TASK DETAILS ▸
Every record below is to be restated word for word.

*** DATA EXTRACTS ***

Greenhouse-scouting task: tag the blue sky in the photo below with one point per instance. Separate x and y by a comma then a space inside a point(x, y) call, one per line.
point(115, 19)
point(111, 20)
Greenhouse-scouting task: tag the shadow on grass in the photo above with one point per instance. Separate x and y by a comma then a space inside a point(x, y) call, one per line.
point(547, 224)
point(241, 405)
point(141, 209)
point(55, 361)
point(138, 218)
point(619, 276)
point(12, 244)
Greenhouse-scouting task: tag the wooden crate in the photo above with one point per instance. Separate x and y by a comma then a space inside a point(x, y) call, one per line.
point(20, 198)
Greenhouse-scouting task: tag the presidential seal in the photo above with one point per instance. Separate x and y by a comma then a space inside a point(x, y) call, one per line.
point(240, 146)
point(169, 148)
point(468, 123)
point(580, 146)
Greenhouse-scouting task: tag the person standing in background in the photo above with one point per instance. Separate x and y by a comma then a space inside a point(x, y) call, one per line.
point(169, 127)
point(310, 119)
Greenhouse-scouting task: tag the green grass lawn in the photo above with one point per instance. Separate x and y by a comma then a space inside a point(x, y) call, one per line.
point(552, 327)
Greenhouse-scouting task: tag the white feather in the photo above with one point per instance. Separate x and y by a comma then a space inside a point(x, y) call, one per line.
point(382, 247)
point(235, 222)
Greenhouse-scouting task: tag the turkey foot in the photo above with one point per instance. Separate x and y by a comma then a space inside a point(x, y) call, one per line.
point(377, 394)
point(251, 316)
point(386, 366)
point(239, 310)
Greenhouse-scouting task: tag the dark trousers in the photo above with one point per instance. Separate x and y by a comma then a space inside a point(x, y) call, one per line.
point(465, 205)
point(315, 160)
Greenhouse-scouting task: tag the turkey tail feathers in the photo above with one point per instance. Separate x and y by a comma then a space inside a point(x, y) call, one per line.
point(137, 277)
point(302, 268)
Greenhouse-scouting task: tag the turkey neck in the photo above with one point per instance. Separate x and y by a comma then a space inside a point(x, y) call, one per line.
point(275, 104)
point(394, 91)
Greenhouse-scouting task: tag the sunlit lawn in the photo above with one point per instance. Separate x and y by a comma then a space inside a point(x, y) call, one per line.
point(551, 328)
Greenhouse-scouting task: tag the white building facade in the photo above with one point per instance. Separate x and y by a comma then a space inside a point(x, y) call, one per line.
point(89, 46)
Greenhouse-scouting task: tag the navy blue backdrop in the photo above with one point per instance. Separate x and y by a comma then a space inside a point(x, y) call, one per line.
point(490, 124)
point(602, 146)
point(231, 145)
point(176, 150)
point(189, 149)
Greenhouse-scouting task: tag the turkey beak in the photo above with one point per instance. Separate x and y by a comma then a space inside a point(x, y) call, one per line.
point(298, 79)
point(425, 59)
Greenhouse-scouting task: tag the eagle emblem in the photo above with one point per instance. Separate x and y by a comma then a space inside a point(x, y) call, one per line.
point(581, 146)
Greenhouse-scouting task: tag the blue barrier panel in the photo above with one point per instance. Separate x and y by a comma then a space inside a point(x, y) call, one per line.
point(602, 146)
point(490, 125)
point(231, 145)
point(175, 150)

*** End of DATA EXTRACTS ***

ANSWER TO THIS PROBLEM ▸
Greenhouse-scouting task: tag the blue sky in the photo below with one point per instance. Separate x and y by a comma then a space inside a point(x, y) call, one per line.
point(115, 19)
point(111, 20)
Greenhouse-scouting task: tag the shadow on grass in the photo above with one point per instance. Separate x and y by a comma then a space inside a point(x, y) call, one per line.
point(547, 224)
point(241, 405)
point(141, 209)
point(55, 361)
point(138, 218)
point(619, 276)
point(12, 244)
Greenhouse-scouting task: tag the wooden crate in the photo above with one point per instance. Separate x and y by a comma then a space inside a point(x, y) call, one per line.
point(20, 198)
Greenhouse-scouting task: tag the presidential seal in the photo above with one point per instance. Separate x and y by a comma then a space inside a point(x, y) call, one per line.
point(240, 146)
point(169, 148)
point(468, 123)
point(580, 146)
Greenhouse-scouting task: tag the person standing in background in the photo above with one point per instance. Separate x and y by a comma then a space inside a point(x, y) call, one per line.
point(169, 127)
point(310, 119)
Greenhouse-scouting task: tag the green grass lawn in the photo above with one point per instance. Separate x and y by a comma then a space inside a point(x, y) call, one per line.
point(552, 327)
Greenhouse-scouting task: tag the white feather in the photo above with one point per instance. Separate x and y by a comma then a space inside a point(x, y) call, one per line.
point(382, 247)
point(235, 222)
Greenhouse-scouting task: tag the turkey foot in the photo above with one point per instance. Separate x and y by a comma then a space inside a point(x, y) call, one per line.
point(377, 394)
point(251, 316)
point(386, 366)
point(239, 310)
Greenhouse-scouting task: tag the dark trousers in the photo above with one point per instance. Separate x and y by a comma then a space inside a point(x, y) call, one per line.
point(465, 205)
point(315, 160)
Greenhouse-scouting task: tag the turkey tail feathers in the photo above with one point per instance. Separate x and y by a comma then a space inside a point(x, y) call, one per line.
point(137, 277)
point(302, 268)
Greenhouse-scouting task: tag the turkey neck in the photo above with one point per instance. Separate x and y by a comma then a space inside a point(x, y) call, one per line.
point(275, 104)
point(394, 91)
Greenhouse-scouting task: tag the sunlit lawn in the photo above with one point per instance. Separate x and y by a comma then a space inside a point(x, y) call, one per line.
point(551, 328)
Greenhouse-scouting task: tag the white building facade in the photo above with one point per instance. Separate x and y by a comma then a space inside a point(x, y) call, one per line.
point(89, 46)
Greenhouse-scouting task: tag the navy blue backdrop in the photo above with one point per instance. Separate x and y by a comma then a space inside a point(x, y) call, one per line.
point(490, 124)
point(602, 146)
point(231, 145)
point(176, 150)
point(189, 149)
Greenhouse-scouting task: tag the turkey beak in the photo above with one point per instance. Separate x and y by a comma then a space inside a point(x, y) call, one per line.
point(298, 79)
point(425, 59)
Greenhouse-scouting task: tag the eagle emblem in the photo above with one point per instance. Separate x and y by a comma then a space inside a point(x, y) call, one per line.
point(581, 146)
Greenhouse-scouting task: tag the blue barrier panel in the photo above with one point per instance. Separate x and y by a comma then a space inside a point(x, y) call, one per line.
point(602, 146)
point(490, 125)
point(231, 145)
point(175, 150)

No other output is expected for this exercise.